Exercise goal: Please write out exactly the lines of the data below from the line holding "Teacher note: indicate the lighthouse tower" through the line holding "Teacher note: indicate the lighthouse base", and leave out the rest.

━━━ Material supplied ━━━

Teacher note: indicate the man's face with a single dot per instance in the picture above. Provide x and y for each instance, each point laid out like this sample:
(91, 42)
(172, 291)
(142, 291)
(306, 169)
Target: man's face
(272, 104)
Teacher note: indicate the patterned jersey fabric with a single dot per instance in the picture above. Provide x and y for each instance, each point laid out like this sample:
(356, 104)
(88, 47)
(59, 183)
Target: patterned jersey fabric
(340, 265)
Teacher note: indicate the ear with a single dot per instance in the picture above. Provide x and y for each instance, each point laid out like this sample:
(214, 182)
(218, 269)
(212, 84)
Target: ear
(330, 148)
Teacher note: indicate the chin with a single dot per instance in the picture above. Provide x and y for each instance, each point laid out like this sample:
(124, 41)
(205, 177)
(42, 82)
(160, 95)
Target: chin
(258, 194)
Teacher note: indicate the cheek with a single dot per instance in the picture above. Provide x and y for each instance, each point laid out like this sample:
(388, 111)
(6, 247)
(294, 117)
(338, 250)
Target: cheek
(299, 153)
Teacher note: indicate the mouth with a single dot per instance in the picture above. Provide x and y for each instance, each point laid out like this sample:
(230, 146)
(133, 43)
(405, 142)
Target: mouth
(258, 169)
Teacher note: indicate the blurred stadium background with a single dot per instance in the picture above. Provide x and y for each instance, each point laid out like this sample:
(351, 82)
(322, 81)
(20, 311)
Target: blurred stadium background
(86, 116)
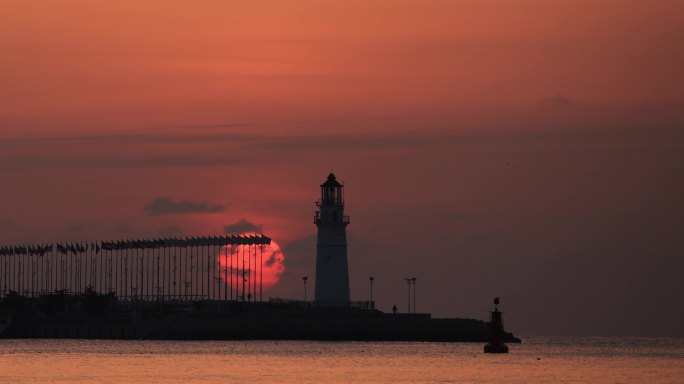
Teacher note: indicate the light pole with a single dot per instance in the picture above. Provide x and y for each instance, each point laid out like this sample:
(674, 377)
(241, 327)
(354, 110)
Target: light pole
(304, 279)
(408, 284)
(413, 280)
(371, 281)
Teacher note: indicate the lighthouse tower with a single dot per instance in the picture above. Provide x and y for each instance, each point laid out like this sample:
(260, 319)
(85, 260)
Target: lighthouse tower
(332, 273)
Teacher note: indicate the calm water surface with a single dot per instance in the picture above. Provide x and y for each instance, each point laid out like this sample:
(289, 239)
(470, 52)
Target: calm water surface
(538, 360)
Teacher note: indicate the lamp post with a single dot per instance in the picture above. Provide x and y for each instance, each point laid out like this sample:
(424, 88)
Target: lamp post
(371, 282)
(304, 279)
(413, 280)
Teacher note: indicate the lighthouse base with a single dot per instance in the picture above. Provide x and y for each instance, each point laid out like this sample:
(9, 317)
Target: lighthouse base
(491, 348)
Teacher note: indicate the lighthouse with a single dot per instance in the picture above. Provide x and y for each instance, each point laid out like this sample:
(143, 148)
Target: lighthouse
(332, 272)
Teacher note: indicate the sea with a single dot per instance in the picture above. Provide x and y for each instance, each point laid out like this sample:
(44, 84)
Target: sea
(536, 360)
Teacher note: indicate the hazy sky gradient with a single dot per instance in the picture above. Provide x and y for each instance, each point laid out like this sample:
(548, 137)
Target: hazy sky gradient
(532, 150)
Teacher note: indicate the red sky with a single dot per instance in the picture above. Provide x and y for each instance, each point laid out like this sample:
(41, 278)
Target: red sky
(527, 149)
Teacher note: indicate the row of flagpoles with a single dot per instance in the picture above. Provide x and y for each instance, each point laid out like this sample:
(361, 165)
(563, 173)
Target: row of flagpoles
(64, 248)
(172, 268)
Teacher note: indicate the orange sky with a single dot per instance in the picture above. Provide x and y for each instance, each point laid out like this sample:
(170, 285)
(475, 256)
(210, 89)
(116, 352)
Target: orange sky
(526, 149)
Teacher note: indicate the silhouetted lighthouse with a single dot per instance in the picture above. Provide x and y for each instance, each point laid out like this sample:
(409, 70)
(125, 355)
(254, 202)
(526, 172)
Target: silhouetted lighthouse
(332, 273)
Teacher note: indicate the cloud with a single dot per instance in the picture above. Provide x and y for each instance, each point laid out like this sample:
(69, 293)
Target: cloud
(79, 227)
(123, 228)
(243, 226)
(172, 231)
(556, 101)
(165, 205)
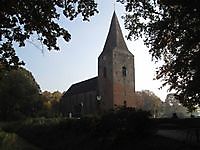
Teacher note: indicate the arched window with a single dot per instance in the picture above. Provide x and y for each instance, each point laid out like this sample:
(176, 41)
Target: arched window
(124, 71)
(104, 72)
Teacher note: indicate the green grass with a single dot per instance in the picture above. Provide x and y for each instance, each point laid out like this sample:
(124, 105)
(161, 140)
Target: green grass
(11, 141)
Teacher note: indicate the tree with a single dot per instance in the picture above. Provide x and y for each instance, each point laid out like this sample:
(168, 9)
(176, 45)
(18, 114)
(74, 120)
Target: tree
(51, 105)
(171, 30)
(19, 94)
(20, 19)
(173, 106)
(150, 102)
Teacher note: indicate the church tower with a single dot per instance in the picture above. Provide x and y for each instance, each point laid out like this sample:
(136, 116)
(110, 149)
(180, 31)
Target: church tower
(116, 73)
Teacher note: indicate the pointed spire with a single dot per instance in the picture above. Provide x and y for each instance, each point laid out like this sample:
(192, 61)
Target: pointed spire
(115, 37)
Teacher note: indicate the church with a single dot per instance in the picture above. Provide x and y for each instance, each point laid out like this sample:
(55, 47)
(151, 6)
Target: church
(115, 84)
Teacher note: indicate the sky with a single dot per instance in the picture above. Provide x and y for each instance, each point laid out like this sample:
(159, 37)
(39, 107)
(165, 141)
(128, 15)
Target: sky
(77, 60)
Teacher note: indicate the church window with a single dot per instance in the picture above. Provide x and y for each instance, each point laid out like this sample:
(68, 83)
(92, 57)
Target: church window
(124, 71)
(104, 72)
(125, 103)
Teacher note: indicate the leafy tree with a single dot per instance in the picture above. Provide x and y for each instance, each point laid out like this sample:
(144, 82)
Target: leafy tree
(171, 30)
(173, 106)
(19, 94)
(150, 101)
(20, 19)
(51, 103)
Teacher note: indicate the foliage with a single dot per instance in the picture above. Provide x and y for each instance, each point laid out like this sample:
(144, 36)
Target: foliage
(10, 141)
(23, 18)
(171, 29)
(51, 105)
(19, 94)
(172, 106)
(86, 132)
(150, 102)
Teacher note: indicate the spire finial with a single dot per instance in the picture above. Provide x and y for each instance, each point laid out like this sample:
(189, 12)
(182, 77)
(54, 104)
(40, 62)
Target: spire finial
(114, 4)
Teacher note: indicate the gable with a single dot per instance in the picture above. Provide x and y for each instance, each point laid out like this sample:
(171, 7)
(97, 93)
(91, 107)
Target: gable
(83, 87)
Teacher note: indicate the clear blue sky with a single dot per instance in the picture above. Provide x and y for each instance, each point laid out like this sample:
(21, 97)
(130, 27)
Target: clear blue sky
(77, 60)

━━━

Answer box:
Teacher note: indicate the lighthouse tower with a single dot per instance in the picture above. Provide x and y for each instance, each point laid out like this sample:
(260, 319)
(85, 260)
Target: lighthouse tower
(332, 273)
Teacher note: indicate the calm water surface with a single dot per instance in the picture above. Provide x and y for each instance, each point laid out like this sample:
(289, 239)
(470, 52)
Target: calm water surface
(538, 360)
Teacher note: indicate the lamp post with a single dot per instance in the picture above. Provide x and y for each instance, each point laid out like this sample:
(424, 88)
Target: lamp post
(371, 282)
(304, 279)
(413, 280)
Teacher note: indicate the lighthouse base with a single dot per instance in the picture above. Provide x and y for each instance, each point laid out like this sample:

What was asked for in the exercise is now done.